▶ _OBJECTIVE_
Render the listing below as a JSON array of strings, with one string for each line and any blank lines omitted.

[START OF SUPPLIED ENTRIES]

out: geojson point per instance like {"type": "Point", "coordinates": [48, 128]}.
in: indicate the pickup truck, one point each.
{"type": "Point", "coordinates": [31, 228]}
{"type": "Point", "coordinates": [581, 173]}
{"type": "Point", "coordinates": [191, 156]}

[END OF SUPPLIED ENTRIES]

▶ _THE RESPONSE_
[
  "out: geojson point per instance like {\"type\": \"Point\", \"coordinates\": [48, 128]}.",
  "in: indicate the pickup truck, one point each.",
  "{\"type\": \"Point\", \"coordinates\": [31, 228]}",
  "{\"type\": \"Point\", \"coordinates\": [581, 173]}",
  "{\"type\": \"Point\", \"coordinates\": [191, 156]}"
]